Study material below:
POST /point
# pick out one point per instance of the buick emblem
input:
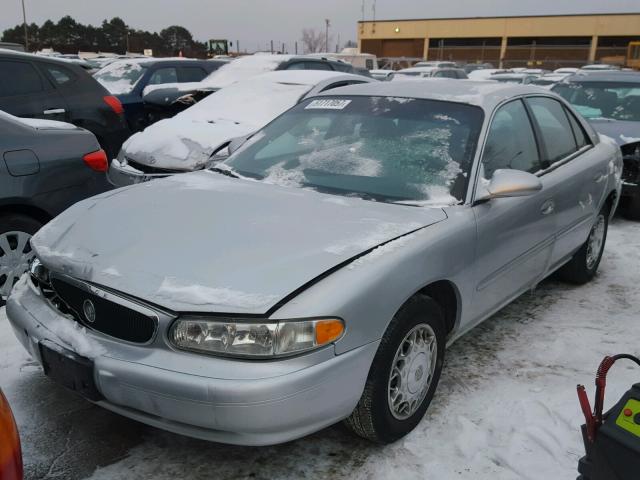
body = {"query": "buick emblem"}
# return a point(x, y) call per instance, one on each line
point(89, 311)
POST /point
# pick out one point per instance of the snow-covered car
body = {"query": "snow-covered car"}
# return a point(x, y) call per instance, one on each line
point(173, 98)
point(202, 134)
point(319, 273)
point(382, 75)
point(514, 77)
point(548, 80)
point(610, 101)
point(429, 72)
point(127, 79)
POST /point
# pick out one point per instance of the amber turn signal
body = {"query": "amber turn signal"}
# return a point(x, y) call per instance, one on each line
point(328, 331)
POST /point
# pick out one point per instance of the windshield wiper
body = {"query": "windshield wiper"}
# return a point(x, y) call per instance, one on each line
point(224, 171)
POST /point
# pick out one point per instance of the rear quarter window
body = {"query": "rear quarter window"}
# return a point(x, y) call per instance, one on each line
point(19, 78)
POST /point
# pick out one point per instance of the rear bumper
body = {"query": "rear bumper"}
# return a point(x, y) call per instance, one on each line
point(242, 408)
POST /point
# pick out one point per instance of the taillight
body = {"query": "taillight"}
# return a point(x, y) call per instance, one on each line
point(114, 103)
point(97, 161)
point(10, 453)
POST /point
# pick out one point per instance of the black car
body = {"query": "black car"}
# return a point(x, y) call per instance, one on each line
point(45, 167)
point(44, 87)
point(167, 101)
point(128, 78)
point(610, 101)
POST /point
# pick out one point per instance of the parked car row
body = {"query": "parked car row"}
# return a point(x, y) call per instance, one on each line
point(339, 233)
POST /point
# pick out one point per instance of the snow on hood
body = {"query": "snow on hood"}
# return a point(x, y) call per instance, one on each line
point(202, 242)
point(622, 132)
point(187, 141)
point(182, 144)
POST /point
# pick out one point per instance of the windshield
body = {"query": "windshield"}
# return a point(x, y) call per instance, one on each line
point(381, 148)
point(120, 77)
point(253, 102)
point(614, 100)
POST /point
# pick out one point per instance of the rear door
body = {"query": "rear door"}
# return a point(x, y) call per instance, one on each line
point(25, 92)
point(569, 156)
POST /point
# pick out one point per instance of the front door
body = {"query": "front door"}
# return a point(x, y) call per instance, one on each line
point(569, 154)
point(515, 235)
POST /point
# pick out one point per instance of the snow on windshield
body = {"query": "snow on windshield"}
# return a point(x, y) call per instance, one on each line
point(243, 68)
point(390, 149)
point(120, 77)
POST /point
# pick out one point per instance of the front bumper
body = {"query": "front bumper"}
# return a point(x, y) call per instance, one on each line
point(224, 400)
point(120, 175)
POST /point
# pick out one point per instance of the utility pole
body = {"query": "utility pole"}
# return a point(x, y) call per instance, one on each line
point(24, 22)
point(326, 42)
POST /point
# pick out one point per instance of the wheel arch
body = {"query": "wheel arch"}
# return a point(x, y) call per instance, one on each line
point(446, 294)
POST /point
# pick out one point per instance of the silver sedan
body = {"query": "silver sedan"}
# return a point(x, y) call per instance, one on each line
point(320, 272)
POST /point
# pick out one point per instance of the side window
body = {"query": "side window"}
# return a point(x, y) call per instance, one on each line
point(510, 142)
point(191, 74)
point(18, 78)
point(164, 75)
point(552, 120)
point(581, 137)
point(61, 76)
point(296, 66)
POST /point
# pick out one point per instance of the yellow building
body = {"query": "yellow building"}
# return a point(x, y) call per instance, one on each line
point(549, 41)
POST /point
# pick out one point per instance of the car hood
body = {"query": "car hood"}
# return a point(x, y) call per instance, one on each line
point(203, 242)
point(182, 144)
point(622, 132)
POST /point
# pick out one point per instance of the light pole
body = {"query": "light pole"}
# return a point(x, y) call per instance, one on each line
point(24, 23)
point(326, 37)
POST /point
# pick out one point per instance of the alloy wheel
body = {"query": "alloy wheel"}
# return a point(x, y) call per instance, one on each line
point(412, 371)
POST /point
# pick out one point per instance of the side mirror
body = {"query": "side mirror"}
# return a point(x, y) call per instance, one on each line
point(510, 183)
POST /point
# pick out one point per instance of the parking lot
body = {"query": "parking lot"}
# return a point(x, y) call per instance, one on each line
point(506, 407)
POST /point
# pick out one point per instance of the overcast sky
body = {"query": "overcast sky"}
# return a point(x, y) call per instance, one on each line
point(255, 22)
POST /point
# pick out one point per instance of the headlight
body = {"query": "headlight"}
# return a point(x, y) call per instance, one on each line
point(254, 339)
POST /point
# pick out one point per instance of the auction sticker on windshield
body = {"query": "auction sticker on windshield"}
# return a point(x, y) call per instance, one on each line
point(328, 104)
End of Study material.
* **What is being asked**
Look through the material above and pick out each line holding the word "bumper".

* **Reply to the task**
# pick out one point per instance of the rear bumper
body = {"query": "rear bumper"}
# pick out one point per instance of the front bumper
body = {"query": "front bumper"}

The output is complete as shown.